PAGE TEXT -
============================================================

Free Papua Movement attack in Puncak Regency, Papua, Indonesia

On 2 March 2022, gunmen of the Free Papua Movement attacked and killed eight workers at a Telkomsel telecommunications facility (BTS 3) in Beoga, Puncak Regency, in the Central Papua province of Indonesia.

== Background ==
The technicians were fixing the building's transceiver when around twelve militants attacked the structure and began gunning them down. One of the workers managed to flee and sent a message via the building's CCTV to Telkomsel's headquarters in Jakarta. One survivor of the attack is Nelson Sarira, while the other eight killed victims are Bona Simanullang, Billy Garibaldi, Renaltagasye Tentua, Jamaludin, Eko Septiansyah, Syahril Nurdiansyah, Ibo, and Bebi Tabuni.

The West Papua Liberation Organization claimed responsibility for the killings. The group's spokesman, Sebby Sambom, said the movement had previously told civilians to leave the area and that "There is no reason to justify that they are civilians when we have announced all immigrants to immediately leave the war zone."

The attack was condemned by many Indonesian authorities, including local military official Aqsha Erlannga, who described the shooting as an "extraordinary crime." As well as, general tribal leader of Dani from Puncak Regency, Abelom Kogoya as one of the victim Bebi Tabuni was the son of Dani tribal head from Gome, Ilaga District, Abeloni Tabuni, both condemned the attack. Abelom Kogoya further declared the KKB (armed gunmen) to not be part of family anymore and will secure them for authorities if they take further actions, "Otherwise why would they kill this son (Bebi), they only destroy Ilaga, burning and killing".

The attack was one of the deadliest incidents in the recent history of the Papua conflict, which has been ongoing since 1962.

============================================================

TASKS TO CARRY OUT -
[1] Write out the passage of the Puncak Regency attack article from "The attack was condemned" up to and including "ongoing since 1962.".
[2] According to the Puncak Regency attack article, which group claimed responsibility for the killings?

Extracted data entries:

============================================================

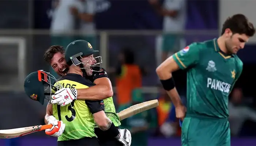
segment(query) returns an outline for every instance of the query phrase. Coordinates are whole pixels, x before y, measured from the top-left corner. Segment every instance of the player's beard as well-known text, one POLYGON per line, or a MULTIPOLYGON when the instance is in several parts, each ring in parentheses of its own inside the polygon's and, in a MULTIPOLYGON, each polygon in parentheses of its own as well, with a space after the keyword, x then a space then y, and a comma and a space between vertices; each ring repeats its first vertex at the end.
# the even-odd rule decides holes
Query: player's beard
POLYGON ((93 75, 93 71, 89 69, 85 69, 85 72, 86 73, 86 74, 89 76, 91 76, 93 75))
POLYGON ((231 39, 230 39, 228 41, 226 41, 226 42, 225 42, 225 46, 226 47, 226 48, 227 49, 227 54, 234 54, 232 53, 233 51, 232 49, 232 46, 231 45, 231 42, 230 42, 231 41, 231 39))
POLYGON ((64 69, 65 68, 64 70, 63 71, 60 71, 58 74, 59 76, 61 76, 64 77, 67 74, 67 73, 68 73, 68 71, 69 70, 69 68, 68 67, 68 66, 67 65, 66 66, 65 66, 64 69))

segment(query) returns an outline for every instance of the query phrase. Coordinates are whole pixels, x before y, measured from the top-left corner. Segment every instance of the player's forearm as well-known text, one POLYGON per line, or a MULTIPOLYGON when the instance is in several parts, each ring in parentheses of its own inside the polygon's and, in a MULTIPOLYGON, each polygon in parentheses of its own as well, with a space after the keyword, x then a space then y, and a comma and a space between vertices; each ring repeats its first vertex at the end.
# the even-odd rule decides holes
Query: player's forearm
POLYGON ((86 89, 77 89, 77 99, 99 100, 113 96, 113 91, 105 85, 95 85, 86 89))
POLYGON ((108 118, 103 111, 101 111, 93 115, 95 123, 101 130, 105 131, 109 129, 112 125, 112 121, 108 118))
MULTIPOLYGON (((173 64, 173 58, 168 58, 157 68, 156 72, 161 80, 166 81, 172 78, 172 73, 178 69, 178 67, 176 66, 177 65, 173 64)), ((182 105, 182 104, 176 88, 174 86, 174 88, 167 90, 167 92, 174 106, 177 107, 182 105)))
POLYGON ((52 104, 48 104, 46 107, 46 114, 45 116, 45 124, 48 124, 48 121, 49 117, 53 115, 52 104))
POLYGON ((49 118, 50 116, 52 115, 52 114, 46 114, 45 115, 45 124, 48 124, 48 121, 47 120, 47 119, 49 118))

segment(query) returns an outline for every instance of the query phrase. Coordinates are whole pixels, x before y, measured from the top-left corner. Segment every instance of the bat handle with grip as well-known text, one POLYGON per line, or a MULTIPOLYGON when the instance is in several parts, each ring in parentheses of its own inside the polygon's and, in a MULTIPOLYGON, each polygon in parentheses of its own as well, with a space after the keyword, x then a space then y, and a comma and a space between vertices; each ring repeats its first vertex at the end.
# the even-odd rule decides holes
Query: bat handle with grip
POLYGON ((45 129, 50 129, 52 127, 53 125, 51 124, 48 124, 47 125, 43 125, 41 127, 41 128, 38 130, 39 131, 45 130, 45 129))
MULTIPOLYGON (((56 132, 58 131, 59 131, 59 130, 60 130, 60 126, 61 124, 61 123, 60 121, 58 121, 58 125, 57 125, 57 127, 55 126, 54 126, 54 127, 52 129, 51 131, 45 131, 45 134, 46 134, 47 135, 51 135, 54 133, 55 132, 56 132)), ((46 126, 47 125, 45 125, 45 126, 46 126)), ((51 124, 49 124, 48 125, 49 125, 50 126, 49 127, 48 127, 46 128, 49 128, 49 127, 50 127, 49 128, 46 128, 45 130, 47 129, 50 129, 53 126, 53 125, 51 124)))

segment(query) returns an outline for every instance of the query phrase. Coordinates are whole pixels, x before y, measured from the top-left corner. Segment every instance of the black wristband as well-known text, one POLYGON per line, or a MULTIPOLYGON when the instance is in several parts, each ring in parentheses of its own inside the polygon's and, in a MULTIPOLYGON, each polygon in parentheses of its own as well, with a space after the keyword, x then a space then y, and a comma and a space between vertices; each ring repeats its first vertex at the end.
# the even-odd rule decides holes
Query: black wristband
POLYGON ((109 135, 109 137, 115 137, 119 134, 119 131, 117 127, 112 123, 110 128, 106 131, 109 135))
POLYGON ((160 81, 163 85, 163 89, 167 91, 169 91, 175 87, 175 84, 172 77, 167 80, 160 80, 160 81))

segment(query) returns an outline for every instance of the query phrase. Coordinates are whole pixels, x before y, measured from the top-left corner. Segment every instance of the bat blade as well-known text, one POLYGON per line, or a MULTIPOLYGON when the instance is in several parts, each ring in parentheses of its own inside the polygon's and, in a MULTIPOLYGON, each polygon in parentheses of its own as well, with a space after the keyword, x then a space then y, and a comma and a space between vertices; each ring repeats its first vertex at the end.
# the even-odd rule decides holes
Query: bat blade
POLYGON ((0 138, 10 139, 21 137, 51 128, 52 124, 37 125, 14 129, 0 130, 0 138))
POLYGON ((132 105, 117 113, 120 120, 137 114, 155 108, 158 105, 157 99, 150 100, 132 105))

============================================================

TASK RESPONSES -
[1]
The attack was condemned by many Indonesian authorities, including local military official Aqsha Erlannga, who described the shooting as an "extraordinary crime." As well as, general tribal leader of Dani from Puncak Regency, Abelom Kogoya as one of the victim Bebi Tabuni was the son of Dani tribal head from Gome, Ilaga District, Abeloni Tabuni, both condemned the attack. Abelom Kogoya further declared the KKB (armed gunmen) to not be part of family anymore and will secure them for authorities if they take further actions, "Otherwise why would they kill this son (Bebi), they only destroy Ilaga, burning and killing".

The attack was one of the deadliest incidents in the recent history of the Papua conflict, which has been ongoing since 1962.

[2] The West Papua Liberation Organization.